=== Section Start ===

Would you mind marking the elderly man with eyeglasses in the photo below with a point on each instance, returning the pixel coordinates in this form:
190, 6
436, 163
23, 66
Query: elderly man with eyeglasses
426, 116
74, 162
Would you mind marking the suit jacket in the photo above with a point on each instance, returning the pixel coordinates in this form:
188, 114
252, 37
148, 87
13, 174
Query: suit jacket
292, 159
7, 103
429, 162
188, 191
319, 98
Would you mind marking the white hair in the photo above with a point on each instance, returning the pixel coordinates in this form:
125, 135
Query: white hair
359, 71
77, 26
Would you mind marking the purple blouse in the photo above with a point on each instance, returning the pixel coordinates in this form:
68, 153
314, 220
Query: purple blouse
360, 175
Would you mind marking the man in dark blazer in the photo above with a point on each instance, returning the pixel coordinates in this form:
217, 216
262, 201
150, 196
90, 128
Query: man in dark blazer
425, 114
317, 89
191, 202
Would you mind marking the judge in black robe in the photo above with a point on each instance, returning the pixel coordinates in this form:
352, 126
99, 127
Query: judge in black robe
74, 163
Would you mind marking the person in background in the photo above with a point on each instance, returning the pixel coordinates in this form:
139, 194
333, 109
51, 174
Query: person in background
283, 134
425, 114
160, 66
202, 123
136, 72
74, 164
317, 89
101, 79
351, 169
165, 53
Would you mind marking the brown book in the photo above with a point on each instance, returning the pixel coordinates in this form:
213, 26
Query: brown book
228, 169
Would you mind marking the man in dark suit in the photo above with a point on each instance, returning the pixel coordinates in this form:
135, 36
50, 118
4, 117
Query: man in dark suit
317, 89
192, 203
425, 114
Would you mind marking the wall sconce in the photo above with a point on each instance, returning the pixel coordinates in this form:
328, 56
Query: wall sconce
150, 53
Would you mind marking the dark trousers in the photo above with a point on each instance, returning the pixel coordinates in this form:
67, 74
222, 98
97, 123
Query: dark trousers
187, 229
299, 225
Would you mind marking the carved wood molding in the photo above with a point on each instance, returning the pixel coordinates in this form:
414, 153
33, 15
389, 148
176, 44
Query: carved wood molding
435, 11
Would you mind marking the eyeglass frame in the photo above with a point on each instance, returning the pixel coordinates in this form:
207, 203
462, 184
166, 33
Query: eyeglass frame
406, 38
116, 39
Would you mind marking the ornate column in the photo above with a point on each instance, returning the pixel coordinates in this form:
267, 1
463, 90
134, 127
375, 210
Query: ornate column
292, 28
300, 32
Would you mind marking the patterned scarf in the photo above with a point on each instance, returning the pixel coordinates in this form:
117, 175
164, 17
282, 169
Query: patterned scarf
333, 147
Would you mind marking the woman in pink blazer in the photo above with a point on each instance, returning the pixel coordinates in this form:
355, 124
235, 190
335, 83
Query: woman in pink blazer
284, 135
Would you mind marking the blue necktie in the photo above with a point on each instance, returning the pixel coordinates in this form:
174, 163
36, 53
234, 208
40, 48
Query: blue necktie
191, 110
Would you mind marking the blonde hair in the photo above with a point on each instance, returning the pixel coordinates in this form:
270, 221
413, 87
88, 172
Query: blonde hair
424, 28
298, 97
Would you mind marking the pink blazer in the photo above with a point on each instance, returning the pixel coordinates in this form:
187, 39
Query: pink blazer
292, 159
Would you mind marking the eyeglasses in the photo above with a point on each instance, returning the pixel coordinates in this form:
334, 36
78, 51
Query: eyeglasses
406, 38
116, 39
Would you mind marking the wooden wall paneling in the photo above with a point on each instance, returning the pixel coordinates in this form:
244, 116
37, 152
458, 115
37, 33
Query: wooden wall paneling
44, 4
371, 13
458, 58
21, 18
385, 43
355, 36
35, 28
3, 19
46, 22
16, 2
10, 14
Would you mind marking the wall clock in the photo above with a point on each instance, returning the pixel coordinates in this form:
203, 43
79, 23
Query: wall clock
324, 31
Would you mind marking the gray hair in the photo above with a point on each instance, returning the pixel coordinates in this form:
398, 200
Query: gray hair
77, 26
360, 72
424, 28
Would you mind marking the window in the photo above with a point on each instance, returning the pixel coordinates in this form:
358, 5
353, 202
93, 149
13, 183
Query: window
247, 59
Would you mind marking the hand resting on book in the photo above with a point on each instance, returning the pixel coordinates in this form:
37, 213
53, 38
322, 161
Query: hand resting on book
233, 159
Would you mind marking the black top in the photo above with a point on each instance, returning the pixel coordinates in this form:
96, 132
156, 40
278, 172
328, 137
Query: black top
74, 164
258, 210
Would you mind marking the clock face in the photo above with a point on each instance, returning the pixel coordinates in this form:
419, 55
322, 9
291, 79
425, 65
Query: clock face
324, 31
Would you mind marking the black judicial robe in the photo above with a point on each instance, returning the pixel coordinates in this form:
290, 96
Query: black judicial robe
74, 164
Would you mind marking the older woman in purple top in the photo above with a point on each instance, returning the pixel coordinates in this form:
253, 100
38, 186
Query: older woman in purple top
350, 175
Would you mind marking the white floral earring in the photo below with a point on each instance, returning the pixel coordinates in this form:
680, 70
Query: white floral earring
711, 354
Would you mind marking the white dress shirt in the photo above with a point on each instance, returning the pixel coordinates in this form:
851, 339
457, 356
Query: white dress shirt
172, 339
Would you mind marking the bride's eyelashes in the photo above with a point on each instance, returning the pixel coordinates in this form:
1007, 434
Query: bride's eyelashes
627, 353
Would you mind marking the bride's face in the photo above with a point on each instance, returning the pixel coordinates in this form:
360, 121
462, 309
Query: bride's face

=== Section End ===

▶ **YOUR GOAL**
Each record, from first to last, should be returned verbatim.

▶ **COMPLETED EXERCISE**
Would you mind marking the elderly man with eyeglasses in the photo below with a point on each instance, returning the pixel coordinates in this form:
190, 6
436, 163
23, 66
Query: elderly man with eyeglasses
426, 116
74, 162
Would you mind marking the suit jacket in the photo above with a point on each instance, returning the pixel coordinates in this form:
188, 114
252, 37
148, 87
13, 174
Query: suit jacket
292, 159
7, 103
429, 162
188, 191
319, 98
Would you mind marking the white hair in the photo above with a point on each instance, returning the pixel coordinates in this form:
125, 135
Query: white hair
359, 71
77, 26
Would you mind marking the purple blouse in the photo above with a point on each instance, returning the pixel coordinates in this form:
68, 153
314, 220
Query: purple blouse
360, 175
Would you mind marking the man in dark blazer in the photo above with a point on each instance, returning the pixel coordinates in this form:
217, 216
262, 201
150, 196
90, 128
Query: man in dark blazer
425, 114
317, 89
191, 202
Would you mind marking the judge in black robe in the photo above with a point on each instance, returning the pixel coordinates in this form:
352, 126
99, 127
Query: judge in black robe
74, 163
Would you mind marking the person in background in the photo above with a point on each instance, returning the pixel coordinates in this form:
139, 194
333, 109
51, 174
Query: person in background
283, 134
425, 114
160, 66
202, 123
136, 72
74, 164
317, 89
101, 79
351, 169
165, 53
Would you mind marking the brown book in the photo above with a point on each instance, returning the pixel coordinates in this form:
213, 26
Query: brown book
228, 169
Would you mind marking the man in dark suit in the photo above with a point on each instance, returning the pixel coordinates in this form:
135, 36
50, 118
4, 117
Query: man in dark suit
317, 89
192, 203
425, 114
Would you mind marking the wall sconce in the photo above with a point on each instance, returning the pixel coordinates in this form:
328, 56
Query: wall sconce
150, 53
Would you mind marking the dark trousers in the photo above with a point on each instance, returning the pixel coordinates in this form:
67, 74
222, 98
97, 123
Query: dark trousers
187, 229
299, 225
Would you mind marking the carved wood molding in the photo above with a point on each instance, returning the pixel coordinates in this form:
414, 153
33, 15
389, 148
176, 44
Query: carved wood molding
435, 11
Would you mind marking the eyeglass frame in the photo above with a point on each instance, returning the pixel coordinates in this form:
207, 203
462, 184
166, 33
Query: eyeglass frame
406, 38
116, 39
Would you mind marking the ornate column in the photo above with a point on each instance, returning the pixel coordinates in this form:
267, 1
463, 90
134, 127
375, 210
Query: ornate column
292, 28
300, 32
Would you mind marking the patterned scarf in the photo above with a point on each instance, returning the pixel coordinates in this form:
117, 175
164, 17
282, 169
Query: patterned scarf
333, 147
Would you mind marking the woman in pink blazer in the photo above with a point on each instance, returning the pixel coordinates in this form:
355, 124
235, 190
335, 83
Query: woman in pink blazer
284, 135
Would you mind marking the blue necktie in the photo above with a point on each instance, returning the pixel coordinates in this form:
174, 163
36, 53
234, 208
40, 48
Query: blue necktie
191, 110
Would you mind marking the blonde hair in the photo above with a point on each instance, returning the pixel coordinates in this form:
270, 221
413, 87
88, 172
Query: blonde hair
424, 28
298, 97
Would you mind marking the pink blazer in the photo above with a point on each instance, returning the pixel coordinates in this form:
187, 39
Query: pink blazer
292, 159
Would you mind marking the eyeglasses in the photo above with a point on each instance, returning the pixel coordinates in this form:
334, 36
78, 51
Query: eyeglasses
406, 38
116, 39
Would you mind marking the wooden wall paneling in the photo above with a point on each instance, returning the pixel coordinates in this form:
244, 116
37, 152
458, 115
37, 33
Query: wooden wall paneling
44, 4
371, 13
458, 58
21, 18
385, 43
355, 36
35, 28
3, 19
46, 22
16, 2
10, 14
Would you mind marking the wall clock in the photo above with a point on each instance, returning the pixel coordinates in this form:
203, 43
79, 23
Query: wall clock
324, 31
Would you mind marking the gray hair in the photo above with a point on each instance, returning the pixel coordinates in this form:
398, 200
Query: gray hair
77, 26
360, 72
424, 28
Would you mind marking the window in the photo above with a point on each instance, returning the pixel coordinates in this form:
358, 5
353, 202
93, 149
13, 183
Query: window
247, 59
Would you mind marking the hand resting on book in the photo above with a point on each instance, returning the pixel coordinates in this form:
37, 213
53, 38
322, 161
Query: hand resting on book
233, 159
Would you mind marking the black top in the photo above with a point on each instance, returning the pixel coordinates in this form:
96, 132
156, 40
278, 172
328, 137
Query: black top
74, 164
258, 210
Would you mind marking the clock face in the photo above with a point on each instance, returning the pixel coordinates in this form:
419, 55
322, 9
291, 79
425, 65
Query: clock face
324, 31
Would you mind marking the black judicial robe in the photo above with a point on each instance, returning the pixel coordinates in this form:
290, 96
Query: black judicial robe
74, 164
Would you mind marking the older woman in purple top in the photo above with a point on each instance, returning the pixel coordinates in this form:
253, 100
38, 186
Query: older woman in purple top
350, 175
Would you mind marking the white floral earring in the photo below with a point on each instance, returning the pixel coordinates in this form:
680, 70
Query: white floral earring
711, 354
Would you mind marking the white dress shirt in the photo above with a point on each instance, returning the pixel coordinates in this form:
851, 339
457, 356
Query: white dress shirt
172, 339
Would you mind marking the bride's eyelashes in the photo above with a point on each instance, returning the pixel coordinates in this form:
1007, 434
Query: bride's eyelashes
627, 353
Would you mind marking the bride's face in the photo above with a point on each instance, returning the pixel coordinates in this form:
360, 121
462, 309
Query: bride's face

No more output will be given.